WHAT THE TASK REQUIRES:
Carry none of the pictures over; set down the material below exactly.

--------

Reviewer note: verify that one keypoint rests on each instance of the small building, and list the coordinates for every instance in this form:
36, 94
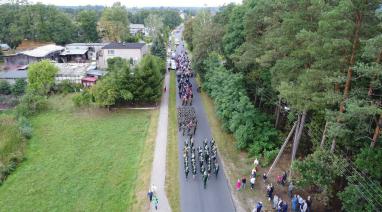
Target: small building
50, 51
4, 47
75, 54
137, 28
128, 51
12, 76
93, 48
72, 72
92, 76
88, 81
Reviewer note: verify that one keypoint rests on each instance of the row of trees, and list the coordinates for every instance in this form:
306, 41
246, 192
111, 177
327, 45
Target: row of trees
22, 20
124, 84
251, 128
321, 61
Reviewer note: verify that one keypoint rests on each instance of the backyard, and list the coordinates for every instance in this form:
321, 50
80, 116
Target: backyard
80, 160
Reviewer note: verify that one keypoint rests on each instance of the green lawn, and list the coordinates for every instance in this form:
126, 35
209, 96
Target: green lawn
79, 161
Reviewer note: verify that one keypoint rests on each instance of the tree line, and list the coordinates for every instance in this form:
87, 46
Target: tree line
312, 63
23, 20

--------

ANSWER TO THE PROBLEM:
Reviewer note: verify that one keypoint rests on each instance of the small building, and list the coordinates for every instance in this form:
36, 94
Target: small building
50, 51
4, 47
75, 54
137, 28
128, 51
12, 76
93, 48
72, 72
92, 76
88, 81
Reviewer note: verify that one keypoint rests on each instance of the row of trees, and list the coordinates for every instance in this form:
306, 41
246, 192
111, 177
327, 45
Target: row of trees
22, 20
124, 84
251, 128
321, 61
Reviewer note: verify that one keypoint rests on each instance of the backyard, and list the coordinates for every instance in this form:
321, 50
80, 116
Target: backyard
80, 160
Reviewer note: verify that one keypoint rests on each instance of the green lawn, and list the coordinates for every instance in this form:
126, 35
209, 96
Target: green lawn
79, 161
Reviewer note: verify that one keypoint rests on each instance of the tree line, and list the coordinates for every instance in this form:
87, 46
Target: tree line
312, 63
23, 20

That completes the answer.